Training MAML/FOMAML

import torch
from algorithms.maml import train_maml, ModelAgnosticMetaLearning
from algorithms.cnn_maml import SimpleConvNet
from utils.load_omniglot import OmniglotDataset, OmniglotTaskDataset
from evaluation.eval_visualization import plot_evaluation_results, plot_training_progress
from torch.utils.data import DataLoader

# 1. Load your dataset
dataset = OmniglotDataset("omniglot/images_background")

# 2. Create task dataset (5-way 1-shot)
task_dataset = OmniglotTaskDataset(
	dataset,
	n_way=5,
	k_shot=1,
	k_query=15,
	num_tasks=2000
)

task_dataloader = DataLoader(task_dataset, batch_size=4, shuffle=True)

# 3. Define your model (with optional Meta Dropout)
model = SimpleConvNet(
	num_classes=5,
	dropout_rates=[0.05, 0.10, 0.15, 0.05]  # Validated configuration
)

# 4. Train with MAML or FOMAML
model, maml, losses = train_maml(
	model=model,
	task_dataloader=task_dataloader,
	inner_lr=0.01,  # Task adaptation learning rate
	outer_lr=0.001,  # Meta-learning rate
	inner_steps=5,  # Adaptation steps per task
	first_order=False  # Set True for FOMAML
)

# 5. Evaluate on test tasks
eval_results = evaluate_maml(model, maml, test_dataloader, num_classes=5)
plot_evaluation_results(eval_results)

Training Embedding-based Meta Networks

from algorithms.eb_meta_network import MetaNetwork
from evaluation.eval_visualization import evaluate_model

# 1. Setup dataset (same as above)
# 2. Define Meta Network with Meta Dropout
meta_model = MetaNetwork(
	embedding_dim=64,
	hidden_dim=128,
	num_classes=5,
	dropout_rates=[0.05, 0.10, 0.15],  # Meta Dropout rates
	dropout_query=True  # Apply dropout to query embeddings
)

# 3. Train Meta Network (standard PyTorch training loop)
optimizer = torch.optim.Adam(meta_model.parameters(), lr=0.001)
criterion = torch.nn.CrossEntropyLoss()

for epoch in range(100):
	for batch in task_dataloader:
		support_data, support_labels, query_data, query_labels = batch

		# Forward pass
		logits = meta_model(support_data, support_labels, query_data)
		loss = criterion(logits, query_labels)

		# Backward pass
		optimizer.zero_grad()
		loss.backward()
		optimizer.step()

> _Available data_
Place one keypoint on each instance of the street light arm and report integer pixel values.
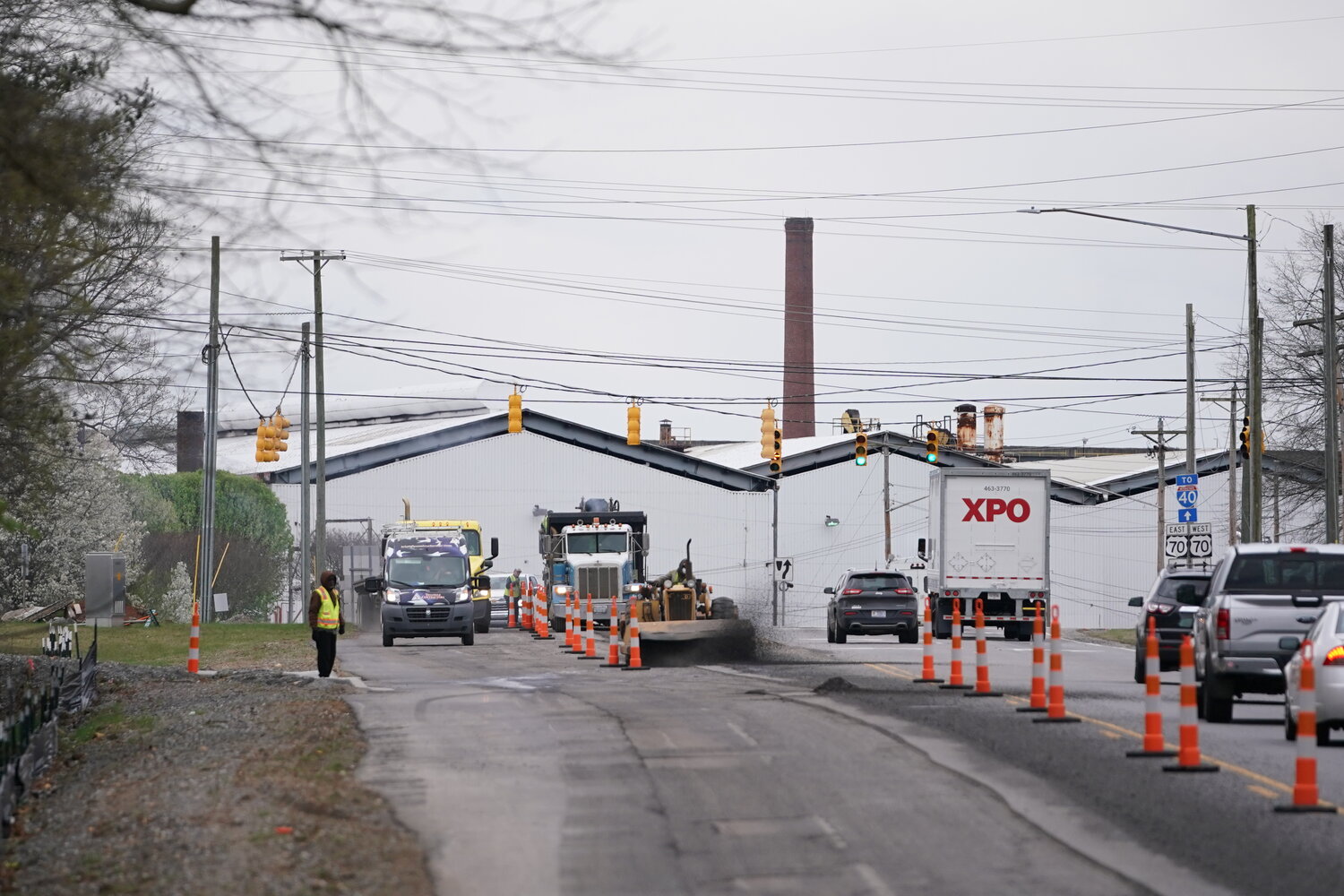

> _Tasks to perform_
a. Answer these questions using the MAML training page:
(i) What value is passed as the inner learning rate to train_maml?
(ii) To train with FOMAML, what should first_order be set to?
(iii) What embedding dimension is given to MetaNetwork?
b. Write out everything in the MAML training page from "# 2. Define" down to "optimizer = torch.optim.Adam(meta_model.parameters(), lr=0.001)".

> _Solved problems_
a.
(i) 0.01
(ii) True
(iii) 64

b.
# 2. Define Meta Network with Meta Dropout
meta_model = MetaNetwork(
	embedding_dim=64,
	hidden_dim=128,
	num_classes=5,
	dropout_rates=[0.05, 0.10, 0.15],  # Meta Dropout rates
	dropout_query=True  # Apply dropout to query embeddings
)

# 3. Train Meta Network (standard PyTorch training loop)
optimizer = torch.optim.Adam(meta_model.parameters(), lr=0.001)